EXERCISE DESCRIPTION - Copy all of the material below, line for line and without any changes.

RECORDED DATA -
+++++
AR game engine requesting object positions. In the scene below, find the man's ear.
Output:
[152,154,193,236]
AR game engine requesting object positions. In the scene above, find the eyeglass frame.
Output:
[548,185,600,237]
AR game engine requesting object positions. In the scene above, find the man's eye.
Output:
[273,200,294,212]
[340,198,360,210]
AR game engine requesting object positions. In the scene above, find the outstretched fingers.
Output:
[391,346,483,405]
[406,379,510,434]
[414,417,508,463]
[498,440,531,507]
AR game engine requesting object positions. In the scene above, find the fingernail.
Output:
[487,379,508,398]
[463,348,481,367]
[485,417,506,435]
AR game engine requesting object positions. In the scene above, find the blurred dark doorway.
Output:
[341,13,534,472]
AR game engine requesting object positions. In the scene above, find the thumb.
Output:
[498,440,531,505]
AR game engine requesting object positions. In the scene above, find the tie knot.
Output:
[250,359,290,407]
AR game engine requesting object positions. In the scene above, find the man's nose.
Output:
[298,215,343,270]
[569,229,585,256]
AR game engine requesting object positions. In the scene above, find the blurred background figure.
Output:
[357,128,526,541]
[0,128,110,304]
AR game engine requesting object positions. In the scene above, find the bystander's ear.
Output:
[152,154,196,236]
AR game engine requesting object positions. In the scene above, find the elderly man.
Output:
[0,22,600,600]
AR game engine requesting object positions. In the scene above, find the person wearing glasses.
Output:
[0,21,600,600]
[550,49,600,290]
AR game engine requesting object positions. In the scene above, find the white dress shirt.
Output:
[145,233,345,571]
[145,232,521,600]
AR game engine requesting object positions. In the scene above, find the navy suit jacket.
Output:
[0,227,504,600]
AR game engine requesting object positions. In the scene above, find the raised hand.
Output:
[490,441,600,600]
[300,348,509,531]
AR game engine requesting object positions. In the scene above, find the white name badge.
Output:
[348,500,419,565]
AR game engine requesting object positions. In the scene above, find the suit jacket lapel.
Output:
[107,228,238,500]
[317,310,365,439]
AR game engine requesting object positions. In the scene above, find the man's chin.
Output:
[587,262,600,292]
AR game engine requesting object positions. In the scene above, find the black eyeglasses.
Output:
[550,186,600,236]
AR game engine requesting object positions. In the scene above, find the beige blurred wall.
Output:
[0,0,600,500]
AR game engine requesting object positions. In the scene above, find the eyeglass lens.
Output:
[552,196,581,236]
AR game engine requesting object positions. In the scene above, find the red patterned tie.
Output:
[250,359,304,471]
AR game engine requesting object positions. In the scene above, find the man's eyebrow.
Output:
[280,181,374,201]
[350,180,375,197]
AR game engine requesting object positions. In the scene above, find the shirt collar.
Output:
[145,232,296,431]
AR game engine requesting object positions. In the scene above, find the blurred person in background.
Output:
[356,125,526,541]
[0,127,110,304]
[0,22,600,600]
+++++
COMPLETE RESPONSE -
AR game engine requesting object positions. In the scene below, find the man's ear.
Output:
[152,154,193,236]
AR game engine requesting object positions. In the scene above, find the eyeglass frame.
Output:
[548,185,600,237]
AR game engine requesting object positions. In the scene above, find the man's eye.
Output:
[273,200,294,212]
[340,198,360,210]
AR game engine requesting object positions. In the scene above, find the outstretched fingers.
Output:
[391,346,483,405]
[406,379,510,434]
[414,417,508,463]
[498,440,531,507]
AR game engine requesting object positions. In the scene above, find the fingernail.
Output:
[487,379,508,398]
[463,348,481,367]
[485,417,506,435]
AR game engine requesting object positions. In the scene above, find the blurred dark doorway.
Output:
[341,13,534,472]
AR game engine requesting object positions. In the scene above, find the thumb.
Output:
[498,440,531,505]
AR game engine requesting object positions. In the scene above, find the tie knot.
Output:
[250,359,290,407]
AR game engine requesting object positions. In the scene above, find the man's nose.
Output:
[298,215,343,270]
[569,229,585,256]
AR game engine requesting object positions. In the scene above, find the blurred background figure.
Output:
[357,128,526,541]
[0,128,110,304]
AR game engine requesting object positions. In the scene above, find the bystander's ear.
Output:
[152,154,196,236]
AR game engine requesting object positions. In the scene above, find the elderly man.
Output:
[0,22,600,600]
AR game engine requesting object positions. In the scene above, find the person wearing glasses.
Output:
[0,21,600,600]
[550,49,600,290]
AR game engine requesting object positions. In the scene above, find the white dress shirt.
Output:
[145,233,345,571]
[145,232,521,600]
AR game engine requesting object positions. In the scene above, find the navy suit jacket.
Output:
[0,227,504,600]
AR game engine requesting object positions. In the scene above, find the raised hand.
Output:
[490,441,600,600]
[300,348,509,531]
AR game engine requesting object positions. In the scene above, find the white name badge.
Output:
[348,500,419,565]
AR game engine requesting object positions. In the scene above, find the suit jacket lapel.
Output:
[107,228,238,500]
[317,310,365,439]
AR game engine requesting object positions. In the scene above, find the man's chin.
Output:
[587,262,600,292]
AR game engine requesting object positions. In the scene above, find the black eyeglasses.
Output:
[550,186,600,236]
AR game engine requesting object positions. In the scene above, find the beige blurred wall.
Output:
[0,0,600,500]
AR game engine requesting object positions. In the scene above, find the eyeglass lens.
Output:
[552,196,581,236]
AR game engine requesting object positions. In the scene above, find the red patterned tie.
Output:
[250,359,304,471]
AR game engine requesting object positions. In the scene above, find the man's eyebrow.
Output:
[280,181,374,201]
[350,180,375,197]
AR game engine requesting object positions. In the scene above, find the shirt collar.
Output:
[145,232,296,431]
AR game engine requesting object positions. In the scene above, find the blurred person in background.
Output:
[356,125,526,541]
[0,127,110,304]
[0,22,600,600]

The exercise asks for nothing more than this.